— TEXT BLOCK —

· · · ·

My Experience in Wuhan, China

It’s safe to say that the COVID-19 pandemic has affected all of us in more ways than one. And the party responsible isn’t Trump, and it isn’t the GOP. It’s the communist government controlling the People’s Republic of China, and the fact that they were not telling the whole truth about it when the pandemic first broke out in the city of Wuhan, where it was first discovered.

It’s disheartening to see that most of the Hollywood left still in bed with the authoritarian regime, especially companies like Disney, NBCUniversal, and the newly-merged ViacomCBS. It’s an investment that in some ways ended up biting them back. In fact, Disney’s live-action remake of Mulan, which was originally set to be released this past March, has been removed from the theatrical release calendar until further notice while Paramount films like A Quiet Place: Part II and Universal releases like the next installment in the Fast & Furious franchise have been pushed back to next year.

And it leads to a personal story about an experience I had on a visit to Wuhan.

· · · ·

— DATA UNDER STUDY —
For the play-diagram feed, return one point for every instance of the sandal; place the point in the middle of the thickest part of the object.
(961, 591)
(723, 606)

· · · ·

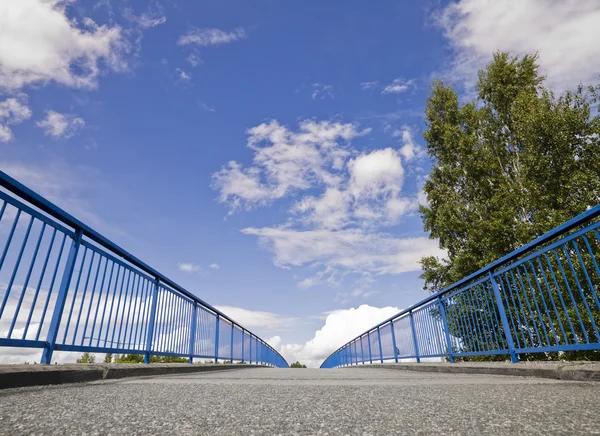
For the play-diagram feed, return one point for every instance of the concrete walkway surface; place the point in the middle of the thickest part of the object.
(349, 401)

· · · ·

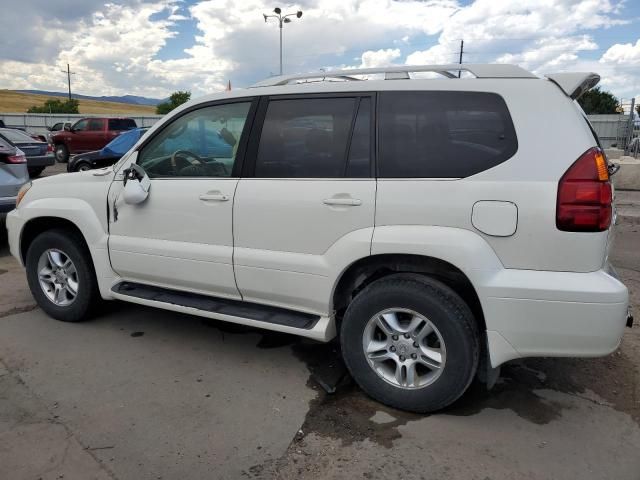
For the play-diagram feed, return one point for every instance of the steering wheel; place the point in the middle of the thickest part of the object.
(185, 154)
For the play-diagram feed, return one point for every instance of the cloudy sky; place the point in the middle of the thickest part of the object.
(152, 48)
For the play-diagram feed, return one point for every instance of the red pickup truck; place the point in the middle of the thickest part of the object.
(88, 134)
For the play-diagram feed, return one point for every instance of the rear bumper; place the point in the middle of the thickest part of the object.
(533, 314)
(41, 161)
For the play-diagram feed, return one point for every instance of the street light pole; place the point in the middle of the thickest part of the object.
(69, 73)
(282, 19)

· · · ·

— WORK TO BE COMPLETED —
Copy out the stretch of the piece on Wuhan from "It’s disheartening to" through "to next year.", word for word.

— OUTPUT OF THE EXERCISE —
It’s disheartening to see that most of the Hollywood left still in bed with the authoritarian regime, especially companies like Disney, NBCUniversal, and the newly-merged ViacomCBS. It’s an investment that in some ways ended up biting them back. In fact, Disney’s live-action remake of Mulan, which was originally set to be released this past March, has been removed from the theatrical release calendar until further notice while Paramount films like A Quiet Place: Part II and Universal releases like the next installment in the Fast & Furious franchise have been pushed back to next year.